A messy election could harm more than just faith in democracy — it could also cost the United States its perfect credit rating.
Fitch Ratings wrote in a report Monday that it will closely monitor the US presidential election for “any departure” from America’s history of orderly transfers of power.
The United States has a perfect AAA credit rating from Fitch in part because of its track record for strong governance, including “well-understood rules and processes for the transfer of power,” the report said.
“Fitch would view a departure from this principle negatively in considering the US rating,” the credit ratings firm said.
In other words, a very messy election could cost the United States its AAA credit rating from Fitch.
A downgrade could cause an erosion of confidence among investors, potentially setting off turbulence in financial markets. It could also make it more expensive for the United States to finance its mountain of debt. In July, Fitch lowered its outlook on the United States to negative in part because of the “ongoing deterioration” in the nation’s public finances — and the lack of a plan to address it.
Fitch said that it will be monitoring for signs that the election results will be “broadly accepted” and that there will either be an “orderly retention or transition of power” on January 20, 2021.

######

Apply what you read:
**a.** Duplicate the passage of the Fitch credit rating article from "The United States has" up to and including "rating from Fitch.".
**b.** Answer these questions using the Fitch credit rating article:
(i) What credit rating does the United States currently hold from Fitch?
(ii) In which month did Fitch lower its outlook on the United States to negative?
(iii) On what date will Fitch look for an orderly retention or transition of power?
**c.** Summarize the Fitch credit rating article in two sentences.
The rows that come after this article are separate material with no connection to it.

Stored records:
######

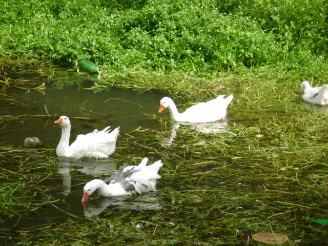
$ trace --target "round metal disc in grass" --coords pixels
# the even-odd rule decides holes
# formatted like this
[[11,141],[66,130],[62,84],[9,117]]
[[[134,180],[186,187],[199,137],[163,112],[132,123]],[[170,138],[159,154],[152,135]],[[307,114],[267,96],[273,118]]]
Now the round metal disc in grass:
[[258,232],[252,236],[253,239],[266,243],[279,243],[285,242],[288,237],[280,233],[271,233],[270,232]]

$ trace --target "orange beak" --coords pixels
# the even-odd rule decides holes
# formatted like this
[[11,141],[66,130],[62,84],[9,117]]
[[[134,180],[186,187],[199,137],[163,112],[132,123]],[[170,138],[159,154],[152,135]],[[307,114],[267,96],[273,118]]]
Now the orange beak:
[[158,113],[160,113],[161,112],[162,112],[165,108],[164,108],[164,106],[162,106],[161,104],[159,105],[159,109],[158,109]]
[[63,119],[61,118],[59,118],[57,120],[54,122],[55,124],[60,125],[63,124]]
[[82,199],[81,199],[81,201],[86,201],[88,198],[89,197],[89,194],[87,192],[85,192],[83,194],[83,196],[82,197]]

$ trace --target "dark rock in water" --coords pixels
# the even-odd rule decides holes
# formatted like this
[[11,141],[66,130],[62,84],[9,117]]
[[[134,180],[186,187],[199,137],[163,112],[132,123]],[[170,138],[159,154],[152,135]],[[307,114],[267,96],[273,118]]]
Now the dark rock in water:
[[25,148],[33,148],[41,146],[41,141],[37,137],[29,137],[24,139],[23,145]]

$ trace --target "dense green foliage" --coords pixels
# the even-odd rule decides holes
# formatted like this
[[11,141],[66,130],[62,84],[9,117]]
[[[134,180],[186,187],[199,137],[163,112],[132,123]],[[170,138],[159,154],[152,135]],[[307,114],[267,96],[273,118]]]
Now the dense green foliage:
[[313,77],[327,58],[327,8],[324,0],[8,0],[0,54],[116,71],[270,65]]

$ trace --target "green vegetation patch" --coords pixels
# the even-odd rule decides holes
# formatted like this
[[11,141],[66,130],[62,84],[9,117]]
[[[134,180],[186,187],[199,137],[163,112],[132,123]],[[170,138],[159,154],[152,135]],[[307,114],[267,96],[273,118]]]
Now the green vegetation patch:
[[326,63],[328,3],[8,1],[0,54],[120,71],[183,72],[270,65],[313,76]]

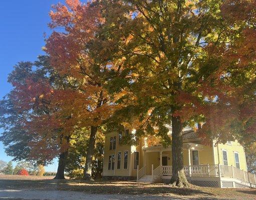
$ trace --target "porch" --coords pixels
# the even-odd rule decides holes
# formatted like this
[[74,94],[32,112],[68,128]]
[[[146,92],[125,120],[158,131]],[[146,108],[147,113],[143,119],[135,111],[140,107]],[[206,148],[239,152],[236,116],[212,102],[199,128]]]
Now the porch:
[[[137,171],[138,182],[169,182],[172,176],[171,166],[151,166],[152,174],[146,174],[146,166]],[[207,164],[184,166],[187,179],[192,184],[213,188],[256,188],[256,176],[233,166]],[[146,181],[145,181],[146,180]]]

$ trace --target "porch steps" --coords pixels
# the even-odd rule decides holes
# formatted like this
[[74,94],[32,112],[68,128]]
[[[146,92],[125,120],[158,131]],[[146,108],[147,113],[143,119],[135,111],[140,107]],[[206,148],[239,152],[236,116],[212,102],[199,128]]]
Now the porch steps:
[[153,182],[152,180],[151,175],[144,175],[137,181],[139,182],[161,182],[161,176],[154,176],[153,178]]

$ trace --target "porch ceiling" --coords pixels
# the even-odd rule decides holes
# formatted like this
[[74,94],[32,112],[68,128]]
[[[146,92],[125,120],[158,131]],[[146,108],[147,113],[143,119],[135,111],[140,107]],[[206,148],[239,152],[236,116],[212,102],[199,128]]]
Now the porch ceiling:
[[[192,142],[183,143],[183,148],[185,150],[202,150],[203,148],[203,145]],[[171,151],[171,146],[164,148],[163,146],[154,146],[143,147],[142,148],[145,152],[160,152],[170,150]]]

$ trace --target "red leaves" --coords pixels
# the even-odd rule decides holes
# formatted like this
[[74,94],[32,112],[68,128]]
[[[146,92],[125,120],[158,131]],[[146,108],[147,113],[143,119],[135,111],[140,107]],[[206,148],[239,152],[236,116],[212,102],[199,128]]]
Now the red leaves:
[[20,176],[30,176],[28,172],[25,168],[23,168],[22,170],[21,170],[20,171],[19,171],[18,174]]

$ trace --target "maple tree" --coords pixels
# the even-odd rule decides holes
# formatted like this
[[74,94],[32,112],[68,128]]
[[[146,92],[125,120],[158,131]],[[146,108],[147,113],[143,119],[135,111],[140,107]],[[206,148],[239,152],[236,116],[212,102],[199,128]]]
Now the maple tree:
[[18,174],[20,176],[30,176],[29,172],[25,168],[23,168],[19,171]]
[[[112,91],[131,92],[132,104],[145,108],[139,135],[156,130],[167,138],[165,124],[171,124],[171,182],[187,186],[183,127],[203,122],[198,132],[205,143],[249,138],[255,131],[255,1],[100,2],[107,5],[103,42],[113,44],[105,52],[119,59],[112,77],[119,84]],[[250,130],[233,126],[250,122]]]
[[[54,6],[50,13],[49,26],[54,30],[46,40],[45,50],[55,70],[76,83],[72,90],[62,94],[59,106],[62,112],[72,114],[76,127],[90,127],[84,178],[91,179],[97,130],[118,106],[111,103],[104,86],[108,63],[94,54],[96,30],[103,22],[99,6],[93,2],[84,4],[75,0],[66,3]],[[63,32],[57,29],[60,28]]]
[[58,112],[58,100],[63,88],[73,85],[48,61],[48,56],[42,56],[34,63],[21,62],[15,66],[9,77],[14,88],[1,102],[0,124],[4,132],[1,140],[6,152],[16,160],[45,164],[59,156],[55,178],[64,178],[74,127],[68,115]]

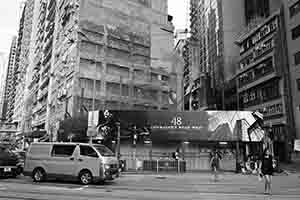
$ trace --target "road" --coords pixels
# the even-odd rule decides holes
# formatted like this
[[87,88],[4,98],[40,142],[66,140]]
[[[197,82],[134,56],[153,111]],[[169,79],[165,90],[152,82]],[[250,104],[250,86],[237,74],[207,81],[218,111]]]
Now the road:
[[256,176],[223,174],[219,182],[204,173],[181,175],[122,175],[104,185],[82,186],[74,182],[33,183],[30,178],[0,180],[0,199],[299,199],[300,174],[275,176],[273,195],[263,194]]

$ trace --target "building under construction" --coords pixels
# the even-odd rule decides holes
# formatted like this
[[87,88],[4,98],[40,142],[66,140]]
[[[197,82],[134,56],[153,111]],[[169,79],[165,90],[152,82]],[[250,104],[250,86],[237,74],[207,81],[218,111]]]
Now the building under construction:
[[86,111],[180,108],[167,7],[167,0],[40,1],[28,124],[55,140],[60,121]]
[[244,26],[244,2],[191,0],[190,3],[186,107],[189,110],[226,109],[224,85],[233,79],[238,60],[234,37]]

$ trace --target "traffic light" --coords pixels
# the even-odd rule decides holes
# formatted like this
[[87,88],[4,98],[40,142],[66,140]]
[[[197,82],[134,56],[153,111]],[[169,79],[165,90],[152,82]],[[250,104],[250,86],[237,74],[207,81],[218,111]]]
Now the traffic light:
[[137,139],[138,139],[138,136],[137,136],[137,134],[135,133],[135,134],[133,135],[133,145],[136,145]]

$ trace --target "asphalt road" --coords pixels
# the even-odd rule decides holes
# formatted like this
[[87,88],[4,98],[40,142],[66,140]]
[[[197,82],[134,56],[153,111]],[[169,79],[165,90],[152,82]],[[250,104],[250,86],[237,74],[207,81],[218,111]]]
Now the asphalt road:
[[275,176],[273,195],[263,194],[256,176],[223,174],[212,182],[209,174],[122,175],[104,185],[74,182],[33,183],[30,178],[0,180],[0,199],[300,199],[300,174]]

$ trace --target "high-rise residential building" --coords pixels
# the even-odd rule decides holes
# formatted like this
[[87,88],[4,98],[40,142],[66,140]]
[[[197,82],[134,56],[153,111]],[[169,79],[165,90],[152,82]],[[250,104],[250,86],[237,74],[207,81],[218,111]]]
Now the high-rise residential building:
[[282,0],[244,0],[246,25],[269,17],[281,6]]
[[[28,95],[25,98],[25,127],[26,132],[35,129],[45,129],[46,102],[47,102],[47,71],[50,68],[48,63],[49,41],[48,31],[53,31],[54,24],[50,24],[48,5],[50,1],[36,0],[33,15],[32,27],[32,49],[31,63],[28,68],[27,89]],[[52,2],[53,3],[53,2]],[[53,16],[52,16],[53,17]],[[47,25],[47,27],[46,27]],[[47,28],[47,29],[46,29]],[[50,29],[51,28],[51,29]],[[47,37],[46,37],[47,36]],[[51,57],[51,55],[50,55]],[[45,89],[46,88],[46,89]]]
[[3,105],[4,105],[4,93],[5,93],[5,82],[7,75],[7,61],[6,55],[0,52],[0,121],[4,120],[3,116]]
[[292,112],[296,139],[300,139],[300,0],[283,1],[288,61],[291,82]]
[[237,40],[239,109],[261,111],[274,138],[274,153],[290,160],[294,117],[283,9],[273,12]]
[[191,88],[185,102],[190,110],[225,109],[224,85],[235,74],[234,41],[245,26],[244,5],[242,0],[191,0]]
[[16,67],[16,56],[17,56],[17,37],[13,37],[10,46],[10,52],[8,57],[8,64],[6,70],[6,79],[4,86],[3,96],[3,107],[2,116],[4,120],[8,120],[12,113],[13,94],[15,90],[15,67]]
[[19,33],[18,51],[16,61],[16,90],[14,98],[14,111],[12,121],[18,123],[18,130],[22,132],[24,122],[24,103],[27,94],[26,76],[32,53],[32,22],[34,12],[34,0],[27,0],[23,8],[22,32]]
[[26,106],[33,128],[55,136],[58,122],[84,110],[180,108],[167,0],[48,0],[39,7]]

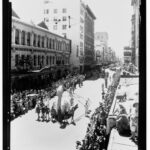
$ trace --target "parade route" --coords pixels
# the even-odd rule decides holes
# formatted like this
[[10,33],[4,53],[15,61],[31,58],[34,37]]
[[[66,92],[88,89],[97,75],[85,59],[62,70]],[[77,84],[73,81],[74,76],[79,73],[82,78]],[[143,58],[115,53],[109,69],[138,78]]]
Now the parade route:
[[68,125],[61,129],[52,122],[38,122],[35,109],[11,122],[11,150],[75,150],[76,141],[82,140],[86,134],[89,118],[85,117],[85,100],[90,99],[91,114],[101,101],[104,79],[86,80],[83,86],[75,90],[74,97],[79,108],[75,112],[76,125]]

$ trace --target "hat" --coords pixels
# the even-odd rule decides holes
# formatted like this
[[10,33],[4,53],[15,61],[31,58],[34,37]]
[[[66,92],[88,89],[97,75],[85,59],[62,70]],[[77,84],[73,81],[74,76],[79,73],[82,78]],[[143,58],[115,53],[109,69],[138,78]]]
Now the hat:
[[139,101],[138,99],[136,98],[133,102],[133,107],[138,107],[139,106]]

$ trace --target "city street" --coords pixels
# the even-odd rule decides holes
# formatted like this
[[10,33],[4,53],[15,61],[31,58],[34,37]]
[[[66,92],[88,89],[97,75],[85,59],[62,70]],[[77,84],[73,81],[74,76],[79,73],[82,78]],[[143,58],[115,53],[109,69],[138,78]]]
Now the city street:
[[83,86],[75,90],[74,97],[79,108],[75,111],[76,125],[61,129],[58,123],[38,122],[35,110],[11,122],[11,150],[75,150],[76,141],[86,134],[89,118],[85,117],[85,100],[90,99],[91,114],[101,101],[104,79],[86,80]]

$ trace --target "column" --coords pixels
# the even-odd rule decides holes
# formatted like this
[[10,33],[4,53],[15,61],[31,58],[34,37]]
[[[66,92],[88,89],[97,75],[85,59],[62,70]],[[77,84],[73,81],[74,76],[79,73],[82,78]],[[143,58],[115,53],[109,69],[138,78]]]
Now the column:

######

Answers to this exercise:
**a.**
The United States has a perfect AAA credit rating from Fitch in part because of its track record for strong governance, including “well-understood rules and processes for the transfer of power,” the report said.
“Fitch would view a departure from this principle negatively in considering the US rating,” the credit ratings firm said.
In other words, a very messy election could cost the United States its AAA credit rating from Fitch.

**b.**
(i) A perfect AAA rating.
(ii) July.
(iii) January 20, 2021.

**c.** Fitch Ratings said it will closely monitor the US presidential election for any departure from the country's history of orderly transfers of power, and it would view such a departure negatively when considering the nation's perfect AAA rating. A downgrade could erode investor confidence, unsettle financial markets and make it more expensive for the United States to finance its debt, and Fitch had already lowered its outlook on the country to negative in July.